▶ [Your task]
Please print each of the entries below verbatim, with every character left unchanged.

▶ [Data provided]
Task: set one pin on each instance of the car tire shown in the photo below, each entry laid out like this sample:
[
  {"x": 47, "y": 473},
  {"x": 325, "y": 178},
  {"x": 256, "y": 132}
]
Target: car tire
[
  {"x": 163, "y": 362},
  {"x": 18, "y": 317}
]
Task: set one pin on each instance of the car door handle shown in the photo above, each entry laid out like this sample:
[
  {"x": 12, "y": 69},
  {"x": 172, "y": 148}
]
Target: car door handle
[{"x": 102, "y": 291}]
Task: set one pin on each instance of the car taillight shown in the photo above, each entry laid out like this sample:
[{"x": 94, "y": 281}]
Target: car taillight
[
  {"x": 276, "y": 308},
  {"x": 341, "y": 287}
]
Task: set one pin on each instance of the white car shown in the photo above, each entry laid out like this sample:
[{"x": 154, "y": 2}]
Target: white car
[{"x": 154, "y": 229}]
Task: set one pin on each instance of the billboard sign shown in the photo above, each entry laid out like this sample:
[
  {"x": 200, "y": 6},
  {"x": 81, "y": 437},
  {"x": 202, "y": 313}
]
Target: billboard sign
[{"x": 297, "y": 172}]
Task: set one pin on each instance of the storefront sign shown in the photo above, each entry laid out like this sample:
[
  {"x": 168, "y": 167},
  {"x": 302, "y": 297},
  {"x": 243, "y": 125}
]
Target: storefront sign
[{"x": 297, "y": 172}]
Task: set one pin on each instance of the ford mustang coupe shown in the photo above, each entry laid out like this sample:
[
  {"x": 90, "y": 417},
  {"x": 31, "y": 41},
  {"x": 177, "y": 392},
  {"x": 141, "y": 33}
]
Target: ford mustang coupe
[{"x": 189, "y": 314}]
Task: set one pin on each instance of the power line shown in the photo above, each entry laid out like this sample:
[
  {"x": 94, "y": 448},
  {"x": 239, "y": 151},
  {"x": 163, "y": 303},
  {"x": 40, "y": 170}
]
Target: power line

▶ [Reply]
Task: set one pin on each instance of the car tire shown in the photo below, each entry laid out like this sample:
[
  {"x": 47, "y": 473},
  {"x": 325, "y": 178},
  {"x": 256, "y": 132}
]
Target: car tire
[
  {"x": 163, "y": 362},
  {"x": 18, "y": 317}
]
Task: set one pin on each instance of the car door handle shown in the photo above, each entry laid out like this sample:
[
  {"x": 12, "y": 69},
  {"x": 172, "y": 148}
]
Target: car door handle
[{"x": 102, "y": 291}]
Task: set one pin on each instance of the car taillight shown in the photo above, each entry laid out like this sample:
[{"x": 94, "y": 281}]
Target: car taillight
[
  {"x": 276, "y": 308},
  {"x": 341, "y": 287}
]
Task: set one pin on each instance of the white car shown in the photo above, each entry laid out like this sample:
[{"x": 154, "y": 2}]
Target: white car
[{"x": 154, "y": 229}]
Task: set one pin on each instance of the billboard sign shown in the photo above, each entry laid out like this sample:
[
  {"x": 200, "y": 6},
  {"x": 81, "y": 437},
  {"x": 202, "y": 313}
]
Target: billboard sign
[{"x": 297, "y": 172}]
Task: set one pin on each instance of the storefront sign shown in the photo above, each entry laid out like this sample:
[
  {"x": 168, "y": 167},
  {"x": 302, "y": 297},
  {"x": 243, "y": 125}
]
Target: storefront sign
[{"x": 297, "y": 172}]
Task: set one pin on each instance of the ford mustang coupe shown in the photo above, each entry laid out like this sample:
[
  {"x": 90, "y": 417},
  {"x": 31, "y": 41},
  {"x": 177, "y": 392},
  {"x": 141, "y": 33}
]
Target: ford mustang coupe
[{"x": 189, "y": 314}]
Task: set one pin on each instance of the power line shown in the photo above, each entry laid out like this sample:
[
  {"x": 94, "y": 448},
  {"x": 239, "y": 151},
  {"x": 163, "y": 303},
  {"x": 40, "y": 170}
]
Target: power line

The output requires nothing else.